== DATASET CONTENT

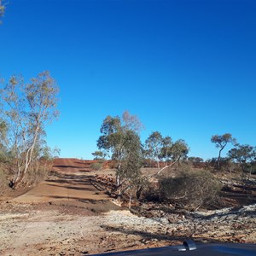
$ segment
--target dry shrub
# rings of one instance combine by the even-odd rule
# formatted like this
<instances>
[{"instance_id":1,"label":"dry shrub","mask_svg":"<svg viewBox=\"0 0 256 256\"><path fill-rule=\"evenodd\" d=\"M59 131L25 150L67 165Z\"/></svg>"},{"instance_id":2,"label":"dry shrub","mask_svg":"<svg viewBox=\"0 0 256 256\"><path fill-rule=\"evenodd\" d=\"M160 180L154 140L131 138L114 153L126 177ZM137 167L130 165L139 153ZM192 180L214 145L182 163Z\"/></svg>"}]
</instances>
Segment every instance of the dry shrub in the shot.
<instances>
[{"instance_id":1,"label":"dry shrub","mask_svg":"<svg viewBox=\"0 0 256 256\"><path fill-rule=\"evenodd\" d=\"M160 192L163 200L189 209L207 207L214 201L220 183L207 171L183 171L175 177L162 177Z\"/></svg>"}]
</instances>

====

_YOUR INSTRUCTIONS:_ Recast every line of the rows above as a JSON array of strings, one string per line, with blank lines omitted. Leave the pictures out of the output.

_EXPECTED OUTPUT:_
[
  "$ segment",
  "--target dry shrub",
  "# rings of one instance combine by the even-odd rule",
  "# formatted like this",
  "<instances>",
  "[{\"instance_id\":1,\"label\":\"dry shrub\",\"mask_svg\":\"<svg viewBox=\\\"0 0 256 256\\\"><path fill-rule=\\\"evenodd\\\" d=\\\"M59 131L25 150L67 165Z\\\"/></svg>\"},{\"instance_id\":2,\"label\":\"dry shrub\",\"mask_svg\":\"<svg viewBox=\\\"0 0 256 256\\\"><path fill-rule=\\\"evenodd\\\" d=\\\"M160 180L154 140L131 138L114 153L126 177ZM137 167L130 165L139 153ZM192 180L214 145L182 163Z\\\"/></svg>\"}]",
  "</instances>",
  "Segment every instance of the dry shrub in the shot.",
  "<instances>",
  "[{\"instance_id\":1,\"label\":\"dry shrub\",\"mask_svg\":\"<svg viewBox=\\\"0 0 256 256\\\"><path fill-rule=\\\"evenodd\\\" d=\\\"M160 192L163 200L189 209L207 207L214 201L220 183L207 171L183 171L175 177L162 177Z\\\"/></svg>\"}]",
  "</instances>"
]